Task statement: Repeat, exactly and with no pictures, the lines that run from the beginning of the entries through the line containing "137L106 138L101 163L64".

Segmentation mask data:

· · · · · · ·

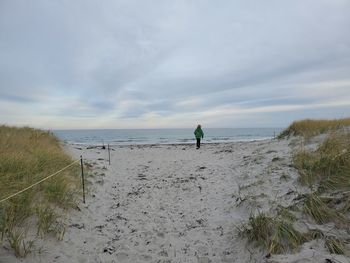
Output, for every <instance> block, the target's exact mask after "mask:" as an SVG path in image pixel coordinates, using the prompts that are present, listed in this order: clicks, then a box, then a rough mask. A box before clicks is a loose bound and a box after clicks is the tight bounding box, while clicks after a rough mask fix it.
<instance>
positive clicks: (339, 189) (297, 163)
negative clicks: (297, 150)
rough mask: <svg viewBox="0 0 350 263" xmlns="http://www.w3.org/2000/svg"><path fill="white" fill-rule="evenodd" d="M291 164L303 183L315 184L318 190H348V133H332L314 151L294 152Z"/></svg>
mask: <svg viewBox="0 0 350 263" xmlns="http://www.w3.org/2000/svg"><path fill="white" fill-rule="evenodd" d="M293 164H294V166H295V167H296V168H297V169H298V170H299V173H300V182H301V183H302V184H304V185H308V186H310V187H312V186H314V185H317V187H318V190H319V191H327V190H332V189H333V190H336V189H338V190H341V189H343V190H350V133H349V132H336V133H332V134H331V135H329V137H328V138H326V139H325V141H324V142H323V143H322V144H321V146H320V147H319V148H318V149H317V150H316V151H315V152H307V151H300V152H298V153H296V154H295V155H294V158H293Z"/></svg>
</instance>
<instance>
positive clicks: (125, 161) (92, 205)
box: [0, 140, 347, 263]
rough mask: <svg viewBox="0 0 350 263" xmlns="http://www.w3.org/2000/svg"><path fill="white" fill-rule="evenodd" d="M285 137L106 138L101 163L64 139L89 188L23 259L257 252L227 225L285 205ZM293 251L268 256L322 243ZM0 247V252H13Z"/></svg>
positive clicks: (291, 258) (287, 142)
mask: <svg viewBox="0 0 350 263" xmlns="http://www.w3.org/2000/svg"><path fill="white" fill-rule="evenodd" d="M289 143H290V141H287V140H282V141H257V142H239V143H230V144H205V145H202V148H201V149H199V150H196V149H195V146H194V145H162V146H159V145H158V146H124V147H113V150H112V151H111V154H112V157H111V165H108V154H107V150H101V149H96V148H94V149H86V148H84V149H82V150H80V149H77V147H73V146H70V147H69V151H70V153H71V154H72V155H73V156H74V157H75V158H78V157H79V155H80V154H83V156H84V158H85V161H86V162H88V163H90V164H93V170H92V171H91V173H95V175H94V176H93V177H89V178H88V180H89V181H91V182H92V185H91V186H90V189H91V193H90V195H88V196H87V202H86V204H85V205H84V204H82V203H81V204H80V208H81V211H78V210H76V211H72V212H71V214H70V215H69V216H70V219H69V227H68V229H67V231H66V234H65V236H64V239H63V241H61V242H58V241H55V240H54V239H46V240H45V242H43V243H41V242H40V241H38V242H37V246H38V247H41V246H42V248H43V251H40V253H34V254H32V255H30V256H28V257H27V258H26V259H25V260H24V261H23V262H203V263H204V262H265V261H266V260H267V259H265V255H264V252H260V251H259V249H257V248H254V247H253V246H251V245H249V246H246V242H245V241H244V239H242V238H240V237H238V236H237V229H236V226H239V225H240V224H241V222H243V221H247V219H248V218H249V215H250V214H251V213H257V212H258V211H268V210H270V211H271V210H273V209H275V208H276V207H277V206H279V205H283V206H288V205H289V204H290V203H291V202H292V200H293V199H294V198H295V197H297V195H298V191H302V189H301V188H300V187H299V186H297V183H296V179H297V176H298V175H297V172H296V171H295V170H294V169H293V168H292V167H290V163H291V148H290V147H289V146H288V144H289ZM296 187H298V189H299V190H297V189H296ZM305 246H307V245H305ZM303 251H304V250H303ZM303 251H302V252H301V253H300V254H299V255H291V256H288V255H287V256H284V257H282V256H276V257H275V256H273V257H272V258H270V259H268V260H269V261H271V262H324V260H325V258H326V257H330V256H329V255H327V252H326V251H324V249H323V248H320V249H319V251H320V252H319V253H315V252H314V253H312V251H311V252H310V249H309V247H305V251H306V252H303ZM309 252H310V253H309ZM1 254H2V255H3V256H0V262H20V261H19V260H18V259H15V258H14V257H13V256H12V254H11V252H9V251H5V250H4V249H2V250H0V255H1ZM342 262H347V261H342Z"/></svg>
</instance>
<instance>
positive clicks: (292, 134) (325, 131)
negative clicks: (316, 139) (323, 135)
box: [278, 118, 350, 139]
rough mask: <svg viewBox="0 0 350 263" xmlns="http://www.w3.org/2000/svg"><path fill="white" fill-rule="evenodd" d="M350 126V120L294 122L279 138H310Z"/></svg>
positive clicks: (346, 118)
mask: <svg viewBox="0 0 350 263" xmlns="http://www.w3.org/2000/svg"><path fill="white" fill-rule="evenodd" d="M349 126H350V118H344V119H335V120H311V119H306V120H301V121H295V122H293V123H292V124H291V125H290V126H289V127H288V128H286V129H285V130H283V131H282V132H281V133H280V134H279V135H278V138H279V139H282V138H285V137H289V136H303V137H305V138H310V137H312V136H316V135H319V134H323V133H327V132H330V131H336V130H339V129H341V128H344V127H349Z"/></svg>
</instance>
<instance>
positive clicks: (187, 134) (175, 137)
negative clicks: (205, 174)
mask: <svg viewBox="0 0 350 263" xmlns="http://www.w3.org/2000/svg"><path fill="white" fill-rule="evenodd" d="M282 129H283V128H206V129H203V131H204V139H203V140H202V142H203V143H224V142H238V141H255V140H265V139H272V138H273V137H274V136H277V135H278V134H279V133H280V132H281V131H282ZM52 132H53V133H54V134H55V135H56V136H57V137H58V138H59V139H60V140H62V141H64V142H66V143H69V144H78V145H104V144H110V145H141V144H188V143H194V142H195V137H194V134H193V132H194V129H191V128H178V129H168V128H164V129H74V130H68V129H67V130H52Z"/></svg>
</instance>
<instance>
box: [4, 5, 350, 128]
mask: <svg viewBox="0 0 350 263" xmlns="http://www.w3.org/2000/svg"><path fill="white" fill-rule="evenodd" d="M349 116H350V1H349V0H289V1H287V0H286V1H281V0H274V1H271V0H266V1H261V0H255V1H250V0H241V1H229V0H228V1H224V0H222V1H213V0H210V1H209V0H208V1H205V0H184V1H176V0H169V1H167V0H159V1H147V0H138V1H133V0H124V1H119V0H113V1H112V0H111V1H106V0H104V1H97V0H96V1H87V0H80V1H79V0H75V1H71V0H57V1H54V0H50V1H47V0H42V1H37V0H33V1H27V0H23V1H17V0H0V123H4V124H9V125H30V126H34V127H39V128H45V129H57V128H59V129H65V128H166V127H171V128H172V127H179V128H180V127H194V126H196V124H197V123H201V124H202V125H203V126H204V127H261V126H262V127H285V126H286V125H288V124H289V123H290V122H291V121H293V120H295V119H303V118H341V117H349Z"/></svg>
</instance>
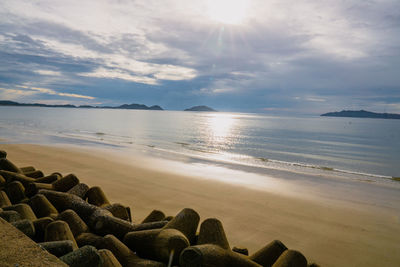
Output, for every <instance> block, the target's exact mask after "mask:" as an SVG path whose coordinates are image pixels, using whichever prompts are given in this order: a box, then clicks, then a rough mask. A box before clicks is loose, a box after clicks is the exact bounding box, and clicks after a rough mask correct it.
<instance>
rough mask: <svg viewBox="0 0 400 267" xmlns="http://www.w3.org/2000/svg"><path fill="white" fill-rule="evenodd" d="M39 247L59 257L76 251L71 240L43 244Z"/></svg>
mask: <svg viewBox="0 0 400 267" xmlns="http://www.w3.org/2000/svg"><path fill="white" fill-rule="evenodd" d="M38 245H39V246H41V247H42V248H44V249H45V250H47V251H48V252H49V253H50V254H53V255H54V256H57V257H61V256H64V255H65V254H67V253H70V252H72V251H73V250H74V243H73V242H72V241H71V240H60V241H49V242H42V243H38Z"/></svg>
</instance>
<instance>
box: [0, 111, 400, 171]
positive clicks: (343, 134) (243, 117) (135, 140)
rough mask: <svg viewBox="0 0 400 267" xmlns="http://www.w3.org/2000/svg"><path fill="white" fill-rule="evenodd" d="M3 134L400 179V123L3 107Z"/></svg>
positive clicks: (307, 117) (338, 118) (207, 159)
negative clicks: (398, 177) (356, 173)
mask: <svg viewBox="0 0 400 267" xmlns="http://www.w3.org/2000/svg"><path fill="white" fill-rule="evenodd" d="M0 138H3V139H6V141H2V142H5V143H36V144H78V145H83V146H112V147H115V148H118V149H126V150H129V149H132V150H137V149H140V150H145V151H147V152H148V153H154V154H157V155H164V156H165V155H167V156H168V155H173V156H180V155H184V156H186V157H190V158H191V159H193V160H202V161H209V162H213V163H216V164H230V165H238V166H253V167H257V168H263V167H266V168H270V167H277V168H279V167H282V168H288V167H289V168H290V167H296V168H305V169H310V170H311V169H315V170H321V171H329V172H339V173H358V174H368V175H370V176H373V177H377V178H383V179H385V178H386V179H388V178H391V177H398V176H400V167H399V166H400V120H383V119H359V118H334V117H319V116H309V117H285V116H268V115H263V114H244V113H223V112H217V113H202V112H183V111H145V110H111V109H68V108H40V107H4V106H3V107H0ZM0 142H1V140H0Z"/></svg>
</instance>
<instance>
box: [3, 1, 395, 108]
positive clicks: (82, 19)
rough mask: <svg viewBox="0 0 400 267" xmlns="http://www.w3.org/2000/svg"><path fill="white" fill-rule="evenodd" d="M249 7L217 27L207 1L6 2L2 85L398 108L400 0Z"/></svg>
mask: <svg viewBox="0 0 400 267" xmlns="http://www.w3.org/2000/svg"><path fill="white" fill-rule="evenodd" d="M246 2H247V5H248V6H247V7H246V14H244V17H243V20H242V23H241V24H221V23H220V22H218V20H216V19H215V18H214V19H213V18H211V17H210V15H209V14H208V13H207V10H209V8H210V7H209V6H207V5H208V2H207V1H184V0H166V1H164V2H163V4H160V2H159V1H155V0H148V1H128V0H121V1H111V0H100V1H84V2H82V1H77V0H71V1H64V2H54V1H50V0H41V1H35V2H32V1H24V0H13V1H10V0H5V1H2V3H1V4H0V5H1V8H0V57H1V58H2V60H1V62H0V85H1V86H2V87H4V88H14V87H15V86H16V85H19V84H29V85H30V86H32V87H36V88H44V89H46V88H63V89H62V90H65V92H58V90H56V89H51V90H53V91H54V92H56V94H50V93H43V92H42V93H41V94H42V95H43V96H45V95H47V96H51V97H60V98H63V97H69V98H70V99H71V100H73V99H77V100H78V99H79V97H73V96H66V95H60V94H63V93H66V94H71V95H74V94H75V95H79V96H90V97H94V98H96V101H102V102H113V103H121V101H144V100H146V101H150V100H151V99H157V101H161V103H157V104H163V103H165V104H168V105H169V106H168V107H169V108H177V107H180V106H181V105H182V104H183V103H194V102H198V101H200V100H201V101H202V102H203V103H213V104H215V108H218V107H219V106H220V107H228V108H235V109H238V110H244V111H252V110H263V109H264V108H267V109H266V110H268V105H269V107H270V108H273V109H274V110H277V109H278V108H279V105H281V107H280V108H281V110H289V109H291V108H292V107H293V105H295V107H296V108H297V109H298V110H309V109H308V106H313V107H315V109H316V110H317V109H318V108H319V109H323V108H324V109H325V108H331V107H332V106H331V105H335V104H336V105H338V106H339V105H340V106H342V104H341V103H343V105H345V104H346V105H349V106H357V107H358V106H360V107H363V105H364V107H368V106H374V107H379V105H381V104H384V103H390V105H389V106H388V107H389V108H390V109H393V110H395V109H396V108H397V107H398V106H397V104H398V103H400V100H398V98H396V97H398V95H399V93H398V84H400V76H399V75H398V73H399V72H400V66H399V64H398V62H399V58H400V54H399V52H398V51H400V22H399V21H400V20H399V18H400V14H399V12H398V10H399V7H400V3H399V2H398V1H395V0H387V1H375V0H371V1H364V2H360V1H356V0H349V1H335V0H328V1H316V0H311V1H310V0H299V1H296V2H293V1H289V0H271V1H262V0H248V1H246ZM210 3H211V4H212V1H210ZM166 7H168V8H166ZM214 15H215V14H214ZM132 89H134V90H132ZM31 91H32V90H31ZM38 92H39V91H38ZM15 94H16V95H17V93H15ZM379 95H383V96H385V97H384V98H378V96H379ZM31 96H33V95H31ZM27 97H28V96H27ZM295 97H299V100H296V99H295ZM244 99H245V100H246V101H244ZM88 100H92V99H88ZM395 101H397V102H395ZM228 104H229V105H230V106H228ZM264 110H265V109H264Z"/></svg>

· · · · · · ·

Output below:
Output, for every <instance> block, the target's exact mask after "mask:" as an SVG path in image pixel coordinates, using the prompts that are present, listed in this order: clicks, then a box, then a rough mask. A box before clicks is a loose bound and a box after clicks is the tight bounding box, while clicks after a rough mask fix it.
<instance>
positive clicks: (339, 189) (297, 163)
negative clicks: (297, 150)
rough mask: <svg viewBox="0 0 350 263" xmlns="http://www.w3.org/2000/svg"><path fill="white" fill-rule="evenodd" d="M291 164L303 183L315 184L318 190H348V133H332L314 151L294 152Z"/></svg>
mask: <svg viewBox="0 0 350 263" xmlns="http://www.w3.org/2000/svg"><path fill="white" fill-rule="evenodd" d="M293 164H294V166H295V167H296V168H297V169H298V170H299V173H300V182H301V183H302V184H304V185H308V186H310V187H312V186H314V185H317V187H318V190H319V191H327V190H332V189H333V190H336V189H338V190H341V189H343V190H350V133H349V132H336V133H332V134H331V135H329V137H328V138H326V139H325V141H324V142H323V143H322V144H321V146H320V147H319V148H318V149H317V150H316V151H315V152H307V151H300V152H298V153H296V154H295V155H294V158H293Z"/></svg>
</instance>
<instance>
positive clicks: (125, 161) (92, 205)
box: [0, 140, 347, 263]
rough mask: <svg viewBox="0 0 350 263" xmlns="http://www.w3.org/2000/svg"><path fill="white" fill-rule="evenodd" d="M285 137L106 138L101 163L64 139L89 188L23 259L257 252L227 225L285 205ZM293 251L268 256L322 243ZM0 247V252H13Z"/></svg>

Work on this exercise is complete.